# Task requirements:
Copy the entries below word for word, leaving out the pictures.

START

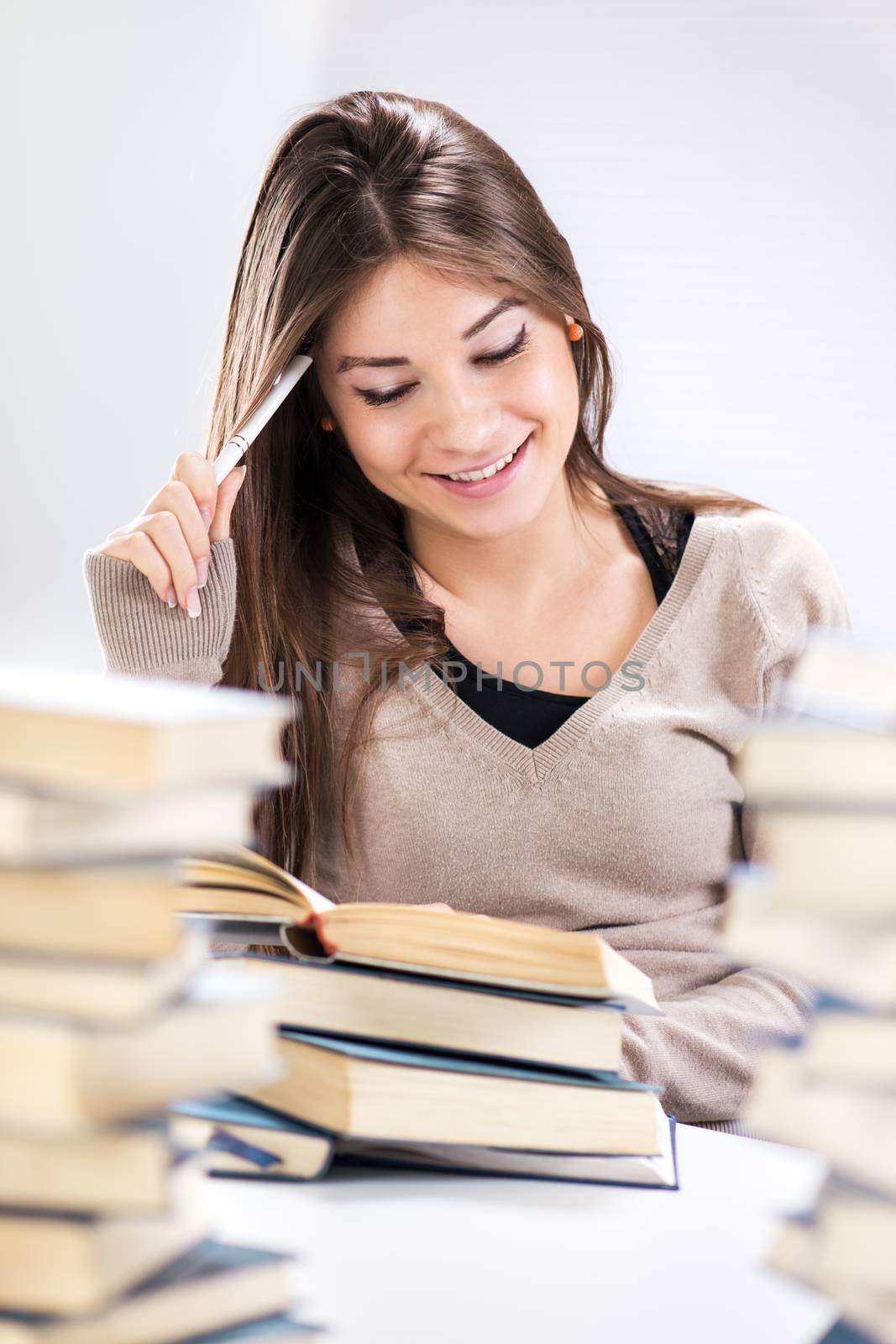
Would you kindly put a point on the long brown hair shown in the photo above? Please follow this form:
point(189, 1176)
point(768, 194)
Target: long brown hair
point(364, 179)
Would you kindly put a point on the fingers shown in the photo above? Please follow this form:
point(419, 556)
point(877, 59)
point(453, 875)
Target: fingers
point(228, 492)
point(143, 553)
point(170, 541)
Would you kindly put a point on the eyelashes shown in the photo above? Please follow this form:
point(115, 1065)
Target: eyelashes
point(500, 356)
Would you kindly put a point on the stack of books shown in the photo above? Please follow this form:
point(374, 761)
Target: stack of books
point(110, 1010)
point(821, 905)
point(427, 1038)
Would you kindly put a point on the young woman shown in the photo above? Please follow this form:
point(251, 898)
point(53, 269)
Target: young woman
point(638, 629)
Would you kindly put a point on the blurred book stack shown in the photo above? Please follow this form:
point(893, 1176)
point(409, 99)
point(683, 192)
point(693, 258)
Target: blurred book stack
point(110, 1010)
point(427, 1038)
point(820, 904)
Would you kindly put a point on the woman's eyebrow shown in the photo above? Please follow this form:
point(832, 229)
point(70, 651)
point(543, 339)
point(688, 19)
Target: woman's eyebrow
point(349, 362)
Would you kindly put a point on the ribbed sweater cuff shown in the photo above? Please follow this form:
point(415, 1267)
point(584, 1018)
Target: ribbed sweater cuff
point(143, 636)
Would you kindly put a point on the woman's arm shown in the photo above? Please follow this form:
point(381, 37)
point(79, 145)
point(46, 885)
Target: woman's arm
point(141, 636)
point(701, 1052)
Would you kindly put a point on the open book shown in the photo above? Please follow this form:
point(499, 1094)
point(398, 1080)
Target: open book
point(244, 890)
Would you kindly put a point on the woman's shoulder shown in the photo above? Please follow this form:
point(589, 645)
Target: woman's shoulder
point(786, 570)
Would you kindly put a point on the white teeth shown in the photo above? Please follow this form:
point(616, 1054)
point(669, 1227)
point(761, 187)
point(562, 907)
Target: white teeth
point(488, 470)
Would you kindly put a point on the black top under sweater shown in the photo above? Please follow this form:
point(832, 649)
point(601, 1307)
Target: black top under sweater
point(530, 716)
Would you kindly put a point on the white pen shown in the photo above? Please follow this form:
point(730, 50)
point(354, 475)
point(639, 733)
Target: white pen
point(237, 445)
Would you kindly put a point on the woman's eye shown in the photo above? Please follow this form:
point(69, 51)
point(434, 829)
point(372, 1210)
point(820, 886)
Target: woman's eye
point(497, 358)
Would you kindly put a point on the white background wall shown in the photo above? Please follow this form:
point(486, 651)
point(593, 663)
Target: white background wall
point(723, 172)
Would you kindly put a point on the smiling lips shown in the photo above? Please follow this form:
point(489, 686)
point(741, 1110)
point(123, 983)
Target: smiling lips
point(474, 472)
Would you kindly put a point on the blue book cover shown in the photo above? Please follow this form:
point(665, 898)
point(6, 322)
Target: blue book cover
point(412, 1058)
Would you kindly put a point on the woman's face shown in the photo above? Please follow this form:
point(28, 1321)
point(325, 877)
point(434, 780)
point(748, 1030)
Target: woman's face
point(411, 380)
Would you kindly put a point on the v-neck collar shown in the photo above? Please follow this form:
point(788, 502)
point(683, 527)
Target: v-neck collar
point(535, 764)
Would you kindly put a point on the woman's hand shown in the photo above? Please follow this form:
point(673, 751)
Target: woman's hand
point(170, 541)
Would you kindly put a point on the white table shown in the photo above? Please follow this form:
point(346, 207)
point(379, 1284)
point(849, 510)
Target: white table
point(414, 1258)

END

# Solution:
Would you kindly put a point on the long brown hair shown in the photo above? Please follow this form:
point(189, 1176)
point(768, 194)
Target: long brown hair
point(364, 179)
Would you kindly put a point on the fingers shown in the photo above? Please follow this form:
point(419, 556)
point(877, 59)
point(453, 875)
Target: fingers
point(228, 492)
point(143, 553)
point(170, 541)
Would you kindly put a point on the eyelashes shown in the photo above? Please follow this form:
point(115, 1065)
Target: eyelashes
point(500, 356)
Would you kindly put a point on the stack of books shown in the photo above? Please follow this form:
point(374, 761)
Target: stack of books
point(110, 1010)
point(821, 905)
point(427, 1038)
Would you kindly put a point on the young woman shown in the photo above? Please follow this form:
point(251, 898)
point(53, 269)
Target: young woman
point(638, 629)
Would you kindly put a point on the blurred book stack shown in the photo above? Please follow this form:
point(893, 1176)
point(409, 99)
point(683, 192)
point(693, 258)
Target: blurred book stack
point(110, 1010)
point(427, 1038)
point(820, 904)
Would you kindly put a point on the woman's eyebrow shown in the photo above? Please follow this form:
point(832, 229)
point(70, 651)
point(543, 339)
point(688, 19)
Target: woman's eyebrow
point(349, 362)
Would you kindly put a point on the ribbed sweater cuff shown in the photo above? Please follow this form:
point(415, 1267)
point(584, 1018)
Target: ribbed sweater cuff
point(143, 636)
Would you kindly put a point on the woman's arm shown in the photo above? Please follow this form:
point(381, 37)
point(79, 145)
point(46, 885)
Target: woman's arm
point(141, 636)
point(701, 1052)
Would you kindly put a point on the open book shown in the photo above? Please follow this form:
point(499, 1094)
point(398, 1080)
Target: open book
point(244, 890)
Would you kindly put a point on the woman's shoulder shown in the photo above? Please follow this form:
point(589, 645)
Target: woman's shoulder
point(786, 570)
Would you kindly put a point on the white teeth shown in the photo above? Please follow this form:
point(616, 1054)
point(669, 1227)
point(761, 187)
point(562, 907)
Target: white teeth
point(488, 470)
Would you kindly put a point on the black top under sweater shown in the photo above? Please follow this form:
point(832, 649)
point(601, 1307)
Target: black top under sweater
point(530, 716)
Would you kindly put a point on the white pen shown in the photo above? Please follow this form:
point(730, 50)
point(354, 475)
point(639, 733)
Target: white pen
point(237, 445)
Would you kindly put a point on the woman's eye shown in the photo above? Please follow this form:
point(69, 51)
point(434, 829)
point(372, 1210)
point(820, 886)
Target: woman's eye
point(497, 358)
Would you kindly put a point on the white background wall shown in the photo above? Please follow this form:
point(486, 651)
point(593, 663)
Target: white background wall
point(723, 172)
Would you kindly put a point on the smiling lips shown in the photo above? Please follow this form:
point(489, 686)
point(741, 1110)
point(123, 983)
Target: smiling lips
point(474, 472)
Would you kindly put a point on the blue book cover shown in the photo above? Please follow this form:
point(665, 898)
point(6, 322)
Target: blue book cover
point(412, 1058)
Would you kindly put a point on the woman's face shown in the photo above? Please follow this form:
point(28, 1321)
point(325, 877)
point(434, 780)
point(748, 1030)
Target: woman's face
point(411, 380)
Would you kindly put a point on the v-neck collar shown in the photo above? Please follow this form:
point(788, 502)
point(683, 527)
Target: v-neck collar
point(535, 764)
Would you kindly put a point on the woman's hand shown in the photo above? Please follow this form:
point(673, 751)
Target: woman's hand
point(170, 541)
Would you kindly put a point on the white table shown in the photo above? Please follow this form:
point(346, 207)
point(379, 1284)
point(849, 510)
Target: white table
point(414, 1258)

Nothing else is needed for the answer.